● **Consigne 1**: Comptez les lignes de la liste qui contiennent la chaîne « trunk ». Donnez uniquement ce nombre.

● **Extrait du texte**:
==========

Cour martiale

Informations sur la décision

Résumé :

Date de l’ouverture du procès : 14 mars 2016

Endroit : BFC Valcartier, édifice 534, l’Académie, Courcelette (QC)

Chef d’accusation :

• Chef d’accusation 1 : Art. 116a) LDN, a dissipé un bien public.

Résultats :

• VERDICT : Chef d’accusation 1 : Non coupable.

Contenu de la décision

 

COUR MARTIALE

 

Référence:  R. c. F.Pelland, 2016 CM 1004

 

Date:  20160316

Dossier:  201569

 

Cour martiale permanente

 

Base des Forces canadiennes Valcartier

Québec (Québec) Canada

 

Entre: 

 

Sa Majesté la Reine

 

- et -

 

Capitaine D.J.A. F.Pelland, accusé

 

 

Devant:  Colonel M. Dutil, J.M.C.


 

MOTIFS DU VERDICT

 

(Oralement)

 

[1]               Le capitaine F.Pelland est accusé d’avoir dissipé un bien public aux termes de l’article 116 a) de la Loi sur la défense nationale. Les détails du chef d’accusation se lisent comme suit :

 

En ce que, entre le 20 et 25 août 2014, à ou près de St-Léonard-de-Portneuf, province de Québec, il a  dissipé un bien public soit du carburant diesel.

 

[2]               Les faits de cette affaire sont simples, et la preuve déposée devant la cour se limite à une déclaration vidéo de l’accusé le 20 janvier 2015 (Pièce 4), un sommaire conjoint des faits (Pièce 3) et le témoignage de l’adjudant Tony Fortin.

==========

● **Consigne 2**: D'après la décision de la cour martiale, à quelle date le procès s'est-il ouvert ?

[Extraits de données d'annotation par points]
==========

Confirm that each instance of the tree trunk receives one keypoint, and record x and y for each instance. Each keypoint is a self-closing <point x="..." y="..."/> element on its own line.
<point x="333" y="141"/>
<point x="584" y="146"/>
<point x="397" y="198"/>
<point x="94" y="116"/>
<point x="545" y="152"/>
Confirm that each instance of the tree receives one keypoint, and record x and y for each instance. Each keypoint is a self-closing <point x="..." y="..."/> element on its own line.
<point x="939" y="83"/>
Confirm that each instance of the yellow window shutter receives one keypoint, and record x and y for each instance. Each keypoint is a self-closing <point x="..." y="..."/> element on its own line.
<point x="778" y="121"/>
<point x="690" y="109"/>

==========

● **Solution 1**: 1

● **Solution 2**: Le 14 mars 2016.